### Taakinvoer
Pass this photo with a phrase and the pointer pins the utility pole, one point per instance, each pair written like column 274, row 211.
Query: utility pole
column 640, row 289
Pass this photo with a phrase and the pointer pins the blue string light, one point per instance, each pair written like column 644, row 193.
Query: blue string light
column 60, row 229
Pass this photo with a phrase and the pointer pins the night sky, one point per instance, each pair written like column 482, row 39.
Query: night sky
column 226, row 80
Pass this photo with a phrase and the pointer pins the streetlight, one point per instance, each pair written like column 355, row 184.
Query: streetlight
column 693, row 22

...

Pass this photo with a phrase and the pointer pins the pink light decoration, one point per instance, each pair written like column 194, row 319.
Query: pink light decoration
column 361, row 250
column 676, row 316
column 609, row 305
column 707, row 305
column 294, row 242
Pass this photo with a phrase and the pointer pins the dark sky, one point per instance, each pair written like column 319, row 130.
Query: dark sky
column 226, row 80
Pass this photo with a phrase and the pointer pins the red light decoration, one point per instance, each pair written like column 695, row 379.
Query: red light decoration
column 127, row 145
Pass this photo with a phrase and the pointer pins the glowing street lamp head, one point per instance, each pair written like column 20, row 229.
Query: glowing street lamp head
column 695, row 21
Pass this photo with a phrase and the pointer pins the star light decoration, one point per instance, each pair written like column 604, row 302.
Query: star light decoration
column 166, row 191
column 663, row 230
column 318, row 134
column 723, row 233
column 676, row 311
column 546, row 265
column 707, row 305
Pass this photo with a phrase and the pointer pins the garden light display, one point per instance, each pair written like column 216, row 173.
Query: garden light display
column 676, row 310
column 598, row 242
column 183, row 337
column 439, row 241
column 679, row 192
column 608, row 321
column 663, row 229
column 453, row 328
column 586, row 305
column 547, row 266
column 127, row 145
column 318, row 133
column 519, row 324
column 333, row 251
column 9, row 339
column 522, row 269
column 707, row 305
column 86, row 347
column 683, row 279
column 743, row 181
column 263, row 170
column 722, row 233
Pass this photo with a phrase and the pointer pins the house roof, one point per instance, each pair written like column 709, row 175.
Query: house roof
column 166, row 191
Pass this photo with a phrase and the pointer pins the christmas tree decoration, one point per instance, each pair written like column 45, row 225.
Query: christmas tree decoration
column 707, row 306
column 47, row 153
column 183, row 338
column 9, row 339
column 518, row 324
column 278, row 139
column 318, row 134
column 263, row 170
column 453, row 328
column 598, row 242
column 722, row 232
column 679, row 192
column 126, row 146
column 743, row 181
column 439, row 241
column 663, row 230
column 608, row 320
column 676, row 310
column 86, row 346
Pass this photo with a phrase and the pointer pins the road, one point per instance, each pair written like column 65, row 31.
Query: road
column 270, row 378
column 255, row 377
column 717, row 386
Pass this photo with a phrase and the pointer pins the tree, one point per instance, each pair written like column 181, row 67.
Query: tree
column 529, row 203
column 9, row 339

---

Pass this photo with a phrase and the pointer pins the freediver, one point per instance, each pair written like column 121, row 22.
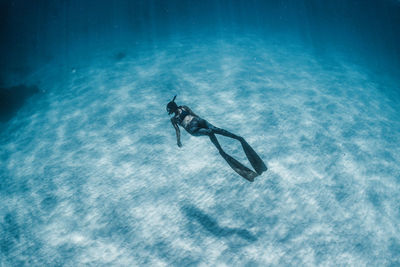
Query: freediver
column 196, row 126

### Werkinstructies
Haal uit het materiaal de regels vanaf de regel met "355, row 184." tot en met de regel met "column 693, row 22", en geef ze woord voor woord weer.

### Resultaat oefening
Pass this photo with a phrase and the pointer pins the streetlight, one point per instance, each pair written like column 355, row 184.
Query: streetlight
column 693, row 22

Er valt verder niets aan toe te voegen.